_PROBLEM TO SOLVE_.
Pull out every line in the data that has the string "building" in it.

(Stored data entries)
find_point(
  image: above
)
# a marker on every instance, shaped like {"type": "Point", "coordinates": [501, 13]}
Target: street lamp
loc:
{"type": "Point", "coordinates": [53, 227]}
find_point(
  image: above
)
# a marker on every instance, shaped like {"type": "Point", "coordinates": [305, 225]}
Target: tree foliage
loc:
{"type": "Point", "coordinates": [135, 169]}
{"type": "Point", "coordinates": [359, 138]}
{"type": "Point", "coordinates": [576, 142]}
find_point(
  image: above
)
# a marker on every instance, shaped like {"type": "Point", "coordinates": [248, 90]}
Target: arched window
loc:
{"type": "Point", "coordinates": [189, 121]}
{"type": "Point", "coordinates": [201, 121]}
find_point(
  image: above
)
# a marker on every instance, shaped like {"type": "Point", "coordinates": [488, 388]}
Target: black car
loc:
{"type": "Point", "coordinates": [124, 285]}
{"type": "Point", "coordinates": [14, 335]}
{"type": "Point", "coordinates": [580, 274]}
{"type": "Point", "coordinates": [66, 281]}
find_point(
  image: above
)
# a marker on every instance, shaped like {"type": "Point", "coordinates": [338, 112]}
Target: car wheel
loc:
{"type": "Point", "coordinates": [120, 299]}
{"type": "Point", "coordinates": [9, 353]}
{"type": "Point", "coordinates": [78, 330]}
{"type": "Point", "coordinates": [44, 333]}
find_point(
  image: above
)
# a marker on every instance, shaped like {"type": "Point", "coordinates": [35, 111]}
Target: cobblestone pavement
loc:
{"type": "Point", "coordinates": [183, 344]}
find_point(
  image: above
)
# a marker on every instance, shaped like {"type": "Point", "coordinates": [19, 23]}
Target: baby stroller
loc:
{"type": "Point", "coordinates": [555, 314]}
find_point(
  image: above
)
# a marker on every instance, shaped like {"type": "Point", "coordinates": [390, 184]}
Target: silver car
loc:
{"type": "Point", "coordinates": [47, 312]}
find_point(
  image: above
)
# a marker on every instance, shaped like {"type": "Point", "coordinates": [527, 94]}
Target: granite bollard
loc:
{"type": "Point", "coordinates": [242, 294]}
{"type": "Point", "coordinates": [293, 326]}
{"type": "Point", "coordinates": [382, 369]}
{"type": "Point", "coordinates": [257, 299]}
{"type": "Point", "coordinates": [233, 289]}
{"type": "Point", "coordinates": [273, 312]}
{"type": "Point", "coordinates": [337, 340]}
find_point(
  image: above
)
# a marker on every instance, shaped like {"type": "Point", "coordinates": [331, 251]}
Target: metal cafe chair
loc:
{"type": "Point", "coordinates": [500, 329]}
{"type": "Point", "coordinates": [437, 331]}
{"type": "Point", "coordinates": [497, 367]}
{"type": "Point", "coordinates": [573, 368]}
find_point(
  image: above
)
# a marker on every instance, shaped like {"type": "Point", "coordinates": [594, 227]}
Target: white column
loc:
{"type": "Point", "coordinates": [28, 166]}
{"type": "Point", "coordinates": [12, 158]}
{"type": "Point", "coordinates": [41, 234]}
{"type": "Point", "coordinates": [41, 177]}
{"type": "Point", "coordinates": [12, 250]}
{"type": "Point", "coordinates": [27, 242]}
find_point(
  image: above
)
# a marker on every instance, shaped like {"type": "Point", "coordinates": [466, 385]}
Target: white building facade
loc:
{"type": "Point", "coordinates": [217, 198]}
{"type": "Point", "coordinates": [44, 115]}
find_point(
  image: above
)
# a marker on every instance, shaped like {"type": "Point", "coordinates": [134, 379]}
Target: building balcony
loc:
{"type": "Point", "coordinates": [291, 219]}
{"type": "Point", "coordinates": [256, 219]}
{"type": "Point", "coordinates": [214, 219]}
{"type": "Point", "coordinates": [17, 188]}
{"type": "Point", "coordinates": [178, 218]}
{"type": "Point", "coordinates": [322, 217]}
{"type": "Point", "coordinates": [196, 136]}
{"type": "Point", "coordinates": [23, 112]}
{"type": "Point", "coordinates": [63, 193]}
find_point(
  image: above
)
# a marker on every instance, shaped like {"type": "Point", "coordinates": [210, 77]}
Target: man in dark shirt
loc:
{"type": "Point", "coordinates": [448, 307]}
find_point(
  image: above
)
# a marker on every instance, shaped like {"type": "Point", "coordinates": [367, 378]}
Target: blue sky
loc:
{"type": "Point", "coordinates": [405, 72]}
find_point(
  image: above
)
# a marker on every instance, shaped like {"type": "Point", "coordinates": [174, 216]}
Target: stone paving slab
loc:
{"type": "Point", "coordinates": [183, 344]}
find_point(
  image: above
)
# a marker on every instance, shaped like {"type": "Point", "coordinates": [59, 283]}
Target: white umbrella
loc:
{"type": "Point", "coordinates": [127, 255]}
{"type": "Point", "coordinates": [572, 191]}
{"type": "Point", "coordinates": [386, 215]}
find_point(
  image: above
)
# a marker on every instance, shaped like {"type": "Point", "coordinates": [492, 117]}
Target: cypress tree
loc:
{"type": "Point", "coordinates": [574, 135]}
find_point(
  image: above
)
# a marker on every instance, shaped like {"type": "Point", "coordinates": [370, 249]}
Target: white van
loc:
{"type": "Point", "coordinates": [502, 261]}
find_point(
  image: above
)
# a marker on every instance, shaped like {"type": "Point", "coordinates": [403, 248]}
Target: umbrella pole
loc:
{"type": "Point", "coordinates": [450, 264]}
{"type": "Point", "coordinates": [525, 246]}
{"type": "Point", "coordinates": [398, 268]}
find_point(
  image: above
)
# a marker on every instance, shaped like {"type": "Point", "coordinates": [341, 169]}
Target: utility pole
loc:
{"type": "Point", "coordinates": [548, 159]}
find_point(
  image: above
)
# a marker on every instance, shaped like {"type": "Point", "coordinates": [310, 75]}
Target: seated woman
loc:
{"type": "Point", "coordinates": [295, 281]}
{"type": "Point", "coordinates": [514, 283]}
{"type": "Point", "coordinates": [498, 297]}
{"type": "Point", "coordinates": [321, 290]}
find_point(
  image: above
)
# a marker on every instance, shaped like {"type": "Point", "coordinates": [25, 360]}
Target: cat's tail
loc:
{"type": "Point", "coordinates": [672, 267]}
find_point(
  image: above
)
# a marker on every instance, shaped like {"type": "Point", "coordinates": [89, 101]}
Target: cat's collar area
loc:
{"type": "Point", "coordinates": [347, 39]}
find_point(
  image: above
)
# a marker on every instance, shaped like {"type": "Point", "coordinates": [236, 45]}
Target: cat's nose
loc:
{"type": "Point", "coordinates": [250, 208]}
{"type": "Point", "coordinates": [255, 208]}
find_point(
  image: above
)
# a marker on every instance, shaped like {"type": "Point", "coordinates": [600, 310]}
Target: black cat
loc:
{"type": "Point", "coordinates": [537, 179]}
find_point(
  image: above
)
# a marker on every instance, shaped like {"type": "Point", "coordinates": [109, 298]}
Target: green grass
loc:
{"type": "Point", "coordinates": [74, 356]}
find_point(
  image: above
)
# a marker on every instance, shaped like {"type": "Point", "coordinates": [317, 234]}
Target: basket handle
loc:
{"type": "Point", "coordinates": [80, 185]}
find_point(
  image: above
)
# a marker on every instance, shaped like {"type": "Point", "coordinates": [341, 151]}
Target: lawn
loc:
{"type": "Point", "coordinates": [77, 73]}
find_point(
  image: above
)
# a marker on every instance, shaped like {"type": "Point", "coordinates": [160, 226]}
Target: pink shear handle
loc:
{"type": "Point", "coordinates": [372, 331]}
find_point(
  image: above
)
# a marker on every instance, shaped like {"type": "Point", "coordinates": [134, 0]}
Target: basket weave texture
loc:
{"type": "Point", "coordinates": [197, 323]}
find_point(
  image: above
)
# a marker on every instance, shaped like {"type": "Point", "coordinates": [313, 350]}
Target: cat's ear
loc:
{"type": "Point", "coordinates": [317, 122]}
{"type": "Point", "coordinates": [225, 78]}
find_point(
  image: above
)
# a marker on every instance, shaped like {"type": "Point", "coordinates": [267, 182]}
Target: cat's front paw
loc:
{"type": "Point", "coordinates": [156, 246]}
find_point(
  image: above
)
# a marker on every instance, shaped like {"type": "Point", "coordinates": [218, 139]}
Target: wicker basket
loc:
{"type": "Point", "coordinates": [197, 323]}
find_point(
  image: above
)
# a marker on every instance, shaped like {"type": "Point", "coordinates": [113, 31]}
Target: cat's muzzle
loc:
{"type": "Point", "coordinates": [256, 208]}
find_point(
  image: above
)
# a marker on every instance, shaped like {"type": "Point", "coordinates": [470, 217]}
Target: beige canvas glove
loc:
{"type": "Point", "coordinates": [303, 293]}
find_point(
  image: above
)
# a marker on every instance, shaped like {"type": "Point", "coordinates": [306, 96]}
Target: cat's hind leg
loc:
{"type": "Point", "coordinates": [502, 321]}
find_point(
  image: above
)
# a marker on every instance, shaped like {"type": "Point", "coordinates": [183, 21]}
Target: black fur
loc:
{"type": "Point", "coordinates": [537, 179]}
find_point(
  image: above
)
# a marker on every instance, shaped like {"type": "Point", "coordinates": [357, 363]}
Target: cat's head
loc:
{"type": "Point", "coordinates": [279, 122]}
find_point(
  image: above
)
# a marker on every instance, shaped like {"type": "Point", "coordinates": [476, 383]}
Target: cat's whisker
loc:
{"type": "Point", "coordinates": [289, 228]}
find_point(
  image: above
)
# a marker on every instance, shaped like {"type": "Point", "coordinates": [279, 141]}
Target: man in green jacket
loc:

_TASK OUTPUT_.
Target: white building facade
Target: building balcony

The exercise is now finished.